### WORK INSTRUCTIONS:
Can you retype everything from the line containing "Practice. Put a pin on the plywood wall" down through the last of the rows below, character for character?

═══ DATA SUPPLIED ═══

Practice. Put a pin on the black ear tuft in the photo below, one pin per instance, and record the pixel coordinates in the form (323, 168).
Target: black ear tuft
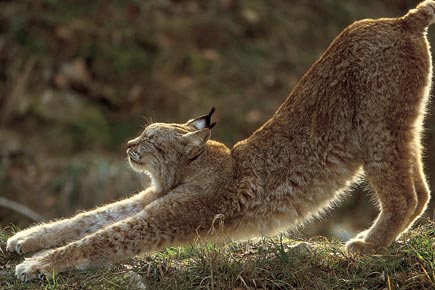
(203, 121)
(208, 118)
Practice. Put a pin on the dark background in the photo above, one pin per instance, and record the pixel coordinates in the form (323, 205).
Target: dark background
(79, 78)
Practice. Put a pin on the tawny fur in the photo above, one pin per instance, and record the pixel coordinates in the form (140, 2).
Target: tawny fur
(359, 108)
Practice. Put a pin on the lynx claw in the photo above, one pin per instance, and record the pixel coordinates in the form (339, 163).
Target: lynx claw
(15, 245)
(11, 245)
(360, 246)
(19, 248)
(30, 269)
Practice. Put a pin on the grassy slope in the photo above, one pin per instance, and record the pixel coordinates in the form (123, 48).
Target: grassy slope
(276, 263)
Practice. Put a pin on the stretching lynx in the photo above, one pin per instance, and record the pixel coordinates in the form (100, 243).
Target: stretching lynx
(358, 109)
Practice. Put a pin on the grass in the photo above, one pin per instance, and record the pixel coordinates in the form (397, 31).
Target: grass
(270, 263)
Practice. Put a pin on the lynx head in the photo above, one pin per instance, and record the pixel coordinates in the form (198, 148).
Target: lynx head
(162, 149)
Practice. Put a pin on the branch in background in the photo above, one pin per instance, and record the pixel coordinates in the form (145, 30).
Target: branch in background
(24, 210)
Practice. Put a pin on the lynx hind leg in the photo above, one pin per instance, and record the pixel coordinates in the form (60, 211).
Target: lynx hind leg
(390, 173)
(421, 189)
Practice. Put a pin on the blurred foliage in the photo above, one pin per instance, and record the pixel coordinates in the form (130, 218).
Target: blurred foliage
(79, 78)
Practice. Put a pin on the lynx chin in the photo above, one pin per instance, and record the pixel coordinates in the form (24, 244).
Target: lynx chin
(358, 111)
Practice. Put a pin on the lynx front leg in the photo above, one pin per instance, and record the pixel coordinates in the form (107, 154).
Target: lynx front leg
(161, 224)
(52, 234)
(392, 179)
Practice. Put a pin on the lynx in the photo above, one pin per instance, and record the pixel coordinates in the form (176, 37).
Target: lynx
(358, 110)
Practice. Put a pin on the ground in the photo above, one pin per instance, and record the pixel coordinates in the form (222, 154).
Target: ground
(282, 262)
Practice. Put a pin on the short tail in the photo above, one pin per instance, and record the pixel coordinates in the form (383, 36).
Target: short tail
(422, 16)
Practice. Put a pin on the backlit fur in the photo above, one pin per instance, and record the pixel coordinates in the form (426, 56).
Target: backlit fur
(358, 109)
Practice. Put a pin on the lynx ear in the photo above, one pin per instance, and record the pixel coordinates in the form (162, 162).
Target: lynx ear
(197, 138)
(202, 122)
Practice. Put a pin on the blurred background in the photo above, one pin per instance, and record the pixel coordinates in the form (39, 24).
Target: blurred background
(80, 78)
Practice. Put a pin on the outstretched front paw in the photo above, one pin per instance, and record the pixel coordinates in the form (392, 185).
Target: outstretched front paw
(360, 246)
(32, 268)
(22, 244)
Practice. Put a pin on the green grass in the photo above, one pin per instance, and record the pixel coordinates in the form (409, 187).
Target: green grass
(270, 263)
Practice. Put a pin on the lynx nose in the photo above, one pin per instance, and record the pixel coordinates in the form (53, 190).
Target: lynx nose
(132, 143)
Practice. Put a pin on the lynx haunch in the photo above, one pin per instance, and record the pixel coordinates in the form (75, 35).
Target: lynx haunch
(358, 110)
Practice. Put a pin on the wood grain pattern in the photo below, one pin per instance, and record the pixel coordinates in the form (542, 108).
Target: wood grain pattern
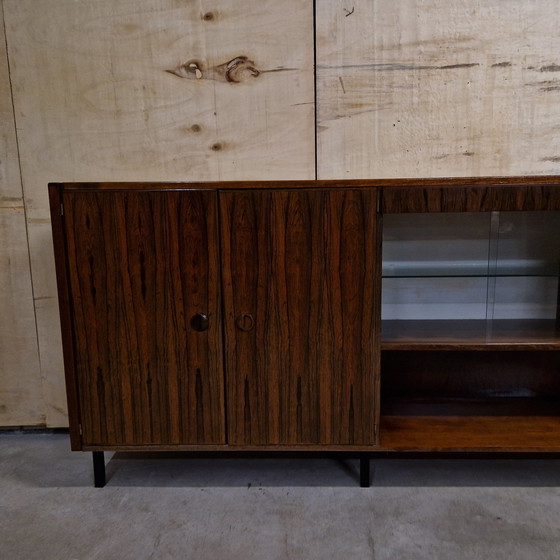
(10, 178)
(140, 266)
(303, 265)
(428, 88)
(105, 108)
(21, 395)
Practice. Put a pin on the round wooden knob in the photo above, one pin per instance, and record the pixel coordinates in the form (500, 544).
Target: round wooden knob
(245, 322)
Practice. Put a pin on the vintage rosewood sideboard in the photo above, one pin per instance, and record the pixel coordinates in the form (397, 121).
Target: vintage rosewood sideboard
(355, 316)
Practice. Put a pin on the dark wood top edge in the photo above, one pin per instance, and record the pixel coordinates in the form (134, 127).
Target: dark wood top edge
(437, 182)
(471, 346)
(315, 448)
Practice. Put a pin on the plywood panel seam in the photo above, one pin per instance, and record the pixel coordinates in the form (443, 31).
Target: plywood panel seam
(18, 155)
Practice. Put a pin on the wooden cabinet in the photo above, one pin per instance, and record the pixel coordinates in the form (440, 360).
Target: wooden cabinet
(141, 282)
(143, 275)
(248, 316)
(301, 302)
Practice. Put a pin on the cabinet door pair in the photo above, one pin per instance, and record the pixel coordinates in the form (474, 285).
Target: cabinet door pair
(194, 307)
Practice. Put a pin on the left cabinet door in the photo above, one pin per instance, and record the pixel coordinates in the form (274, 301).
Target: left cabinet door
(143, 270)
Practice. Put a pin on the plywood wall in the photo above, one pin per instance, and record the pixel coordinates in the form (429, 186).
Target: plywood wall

═══

### RESULT FOR THIS EXERCISE:
Practice. Put a pin on the plywood wall in the photo above, one pin per instance, and record the pixel coordinates in the form (429, 186).
Target: plywood wall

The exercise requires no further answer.